* ASSIGNED TASK:
Every line below must be reproduced exactly; no pictures are to be included.

* RECORDS SHOWN:
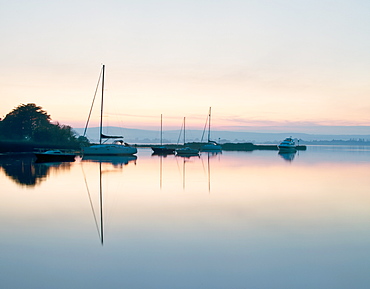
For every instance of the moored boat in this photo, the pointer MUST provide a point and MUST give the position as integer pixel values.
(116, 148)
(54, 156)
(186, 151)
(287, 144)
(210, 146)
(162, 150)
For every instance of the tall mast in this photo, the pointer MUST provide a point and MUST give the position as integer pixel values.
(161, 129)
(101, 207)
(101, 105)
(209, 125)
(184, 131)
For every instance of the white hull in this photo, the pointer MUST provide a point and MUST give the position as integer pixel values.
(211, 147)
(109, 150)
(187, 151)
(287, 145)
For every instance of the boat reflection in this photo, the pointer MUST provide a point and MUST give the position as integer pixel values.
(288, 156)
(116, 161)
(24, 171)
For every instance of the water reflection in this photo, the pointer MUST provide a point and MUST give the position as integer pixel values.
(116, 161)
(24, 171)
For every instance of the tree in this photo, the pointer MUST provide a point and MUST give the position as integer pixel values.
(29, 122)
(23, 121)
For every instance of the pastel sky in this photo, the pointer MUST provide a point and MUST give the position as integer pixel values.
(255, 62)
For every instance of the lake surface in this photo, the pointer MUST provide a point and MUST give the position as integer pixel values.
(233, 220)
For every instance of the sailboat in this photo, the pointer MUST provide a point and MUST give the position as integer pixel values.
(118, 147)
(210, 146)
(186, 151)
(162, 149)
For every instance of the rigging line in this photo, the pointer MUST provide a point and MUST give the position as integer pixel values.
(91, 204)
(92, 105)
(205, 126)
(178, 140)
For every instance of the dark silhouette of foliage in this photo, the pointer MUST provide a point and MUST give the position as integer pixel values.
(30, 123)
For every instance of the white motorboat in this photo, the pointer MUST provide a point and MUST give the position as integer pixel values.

* WRITTEN ANSWER:
For every instance of the moored boat in this photo, the pointer MUST provide a point and MUST give the position as integer pixel values.
(116, 148)
(54, 156)
(186, 151)
(287, 144)
(210, 146)
(162, 150)
For every instance of the tall mast in this photo, the pointer MUST provide a point and MUST give the position as integer pixel values.
(161, 129)
(101, 207)
(101, 105)
(209, 125)
(184, 131)
For every instance of the white hull in this photo, the pointer MUST provide a point and MUST give the position as integer pixel values.
(211, 147)
(109, 150)
(187, 151)
(287, 145)
For every instance of the boat reflection in this photo, the pointer MUST provide a point and MUST give the position as integer pixel values.
(288, 156)
(116, 161)
(24, 171)
For every instance of the water reflection in this photo, the pointer MUST provide a point and MUST give the position as integer pixel values.
(116, 161)
(24, 171)
For every instance of the tree in this photo, the pointer MUST provide a point and MUST give the position as integer pixel values.
(29, 122)
(23, 121)
For every instance of the pastel sky in this photo, the pointer MUST provide a point and MUST give the position as integer pixel values.
(255, 62)
For every instance of the lake surface in this photo, the pointer MUST provide a point and MUST give the position as integer pixel values.
(233, 220)
For every instance of the sailboat in this photo, the pointer MUST provide a point and MUST give the position as integer pixel values.
(118, 147)
(210, 146)
(186, 151)
(162, 149)
For every instance of the rigging line in this photo, the pointer MUST provide a point and MUST give the position as integer pixel values.
(91, 204)
(92, 105)
(205, 126)
(178, 140)
For every instance of the dark silhouette of foliage in this photo, the pointer MUST provide a point and MUST give the position as integer pixel values.
(30, 123)
For every instance of the white motorboat in this photo, the pointer MUST provide a point and MUST give the position as integer pixel values.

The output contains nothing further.